◆ What you should do
All records after this line are to be returned verbatim.

[Data entries]
************

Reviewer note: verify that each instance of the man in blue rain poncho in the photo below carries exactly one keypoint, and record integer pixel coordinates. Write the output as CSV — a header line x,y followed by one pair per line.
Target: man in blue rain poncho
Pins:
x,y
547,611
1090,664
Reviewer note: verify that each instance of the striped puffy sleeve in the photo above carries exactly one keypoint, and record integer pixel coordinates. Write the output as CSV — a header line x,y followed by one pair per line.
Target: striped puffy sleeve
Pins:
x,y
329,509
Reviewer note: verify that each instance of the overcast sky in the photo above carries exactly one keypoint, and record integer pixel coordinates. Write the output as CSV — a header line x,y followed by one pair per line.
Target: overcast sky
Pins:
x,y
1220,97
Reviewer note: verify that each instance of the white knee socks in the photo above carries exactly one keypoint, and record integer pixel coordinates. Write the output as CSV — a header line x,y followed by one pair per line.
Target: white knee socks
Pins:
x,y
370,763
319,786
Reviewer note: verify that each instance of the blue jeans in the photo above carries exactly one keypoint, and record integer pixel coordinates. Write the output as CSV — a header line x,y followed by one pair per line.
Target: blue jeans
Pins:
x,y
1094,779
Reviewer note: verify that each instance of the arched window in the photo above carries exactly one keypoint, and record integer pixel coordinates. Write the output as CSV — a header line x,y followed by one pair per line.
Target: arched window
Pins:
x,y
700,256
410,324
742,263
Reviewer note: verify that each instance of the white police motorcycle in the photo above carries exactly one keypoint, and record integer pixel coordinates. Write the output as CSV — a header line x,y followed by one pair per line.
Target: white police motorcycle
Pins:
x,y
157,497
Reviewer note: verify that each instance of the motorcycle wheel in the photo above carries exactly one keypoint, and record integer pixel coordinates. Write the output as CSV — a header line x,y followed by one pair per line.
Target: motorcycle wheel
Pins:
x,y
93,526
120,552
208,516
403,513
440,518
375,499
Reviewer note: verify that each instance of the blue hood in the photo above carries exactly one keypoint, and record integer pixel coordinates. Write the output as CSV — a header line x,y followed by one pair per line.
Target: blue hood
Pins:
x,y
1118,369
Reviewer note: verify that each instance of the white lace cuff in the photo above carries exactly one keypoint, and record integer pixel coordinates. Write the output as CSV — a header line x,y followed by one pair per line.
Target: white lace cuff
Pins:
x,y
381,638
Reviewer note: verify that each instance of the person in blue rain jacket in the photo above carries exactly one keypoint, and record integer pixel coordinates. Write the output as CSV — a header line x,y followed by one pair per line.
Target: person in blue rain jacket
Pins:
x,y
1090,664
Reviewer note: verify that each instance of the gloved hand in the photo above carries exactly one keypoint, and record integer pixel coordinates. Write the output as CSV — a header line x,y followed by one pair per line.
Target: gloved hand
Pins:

************

◆ Response
Reviewer note: verify that each instance of the man in blue rain poncho in the photo below carries exactly one keypoint, and record integer pixel coordinates. Write the output as CSV — a header line x,y followed by one pair per line.
Target: man in blue rain poncho
Pins:
x,y
547,611
1090,664
Reviewer note: verify that each instance of the striped puffy sleeve in the photo above carries exactly one keypoint, and record integer pixel coordinates. Write the output as CSV — a header line x,y followed by one pair per line.
Target: striped puffy sleeve
Pins:
x,y
329,509
Reviewer note: verify that each instance of the overcast sky in the photo above carries exactly one keypoint, and record integer pixel coordinates. Write the output as CSV — a header line x,y followed by one pair per line.
Target: overcast sky
Pins:
x,y
1220,97
Reviewer note: verify that each instance of the white knee socks in the photo above carries exactly one keypoint, and record integer pixel coordinates. Write the output as CSV — a header line x,y followed by one pair per line.
Target: white knee socks
Pins:
x,y
370,763
319,786
Reviewer note: verify that each instance of the blue jeans in the photo above carries exactly one keypoint, and record integer pixel coordinates. Write the output as CSV — a header line x,y followed by one pair per line.
Target: blue jeans
Pins:
x,y
1094,779
Reviewer note: verify that each instance of the arched window in the photo above carries exactly one keypoint, and record integer pixel coordinates. Write the output as CSV — a header line x,y followed by one pair per line.
Target: arched window
Pins:
x,y
700,256
410,324
742,263
Reviewer note: verify that each instance of the white police motorcycle in the photo above carries exactly one keypoint, and record integer pixel coordinates. Write the output as CSV — a header line x,y followed by one pair per line.
Target: white police motorcycle
Pins:
x,y
157,497
Reviewer note: verify that each instance of the motorcycle wheel in the photo above carries exactly one keypoint, and record integer pixel coordinates. Write the output as CSV — a header line x,y followed by one pair per line.
Target: motorcycle wheel
Pins:
x,y
93,526
120,552
208,516
403,513
440,518
375,499
Reviewer note: verify that each instance of the blue hood in the photo above carries exactly one keypoint, and record integer pixel coordinates. Write the output as CSV — a header line x,y followed by one pair per line.
Target: blue hood
Pins:
x,y
1118,369
Reviewer note: verify that each instance of the white lace cuff in the photo above carries exactly one keypoint, and record integer pixel coordinates. Write the output as CSV — a header line x,y followed by one pair per line.
Target: white lace cuff
Pins:
x,y
381,638
Reviewer note: verify that each instance of the person in blue rain jacket in the photo above carries exactly one keypoint, and record integer pixel coordinates. Write the output as CSV — a header line x,y followed by one pair per line.
Target: person in blue rain jacket
Pins:
x,y
1090,664
Reviewer note: verify that each instance of the gloved hand in the photo above carries exactly one keypoint, and record integer pixel coordinates. Write the output as CSV — a header line x,y followed by one pair per line.
Target: gloved hand
Pins:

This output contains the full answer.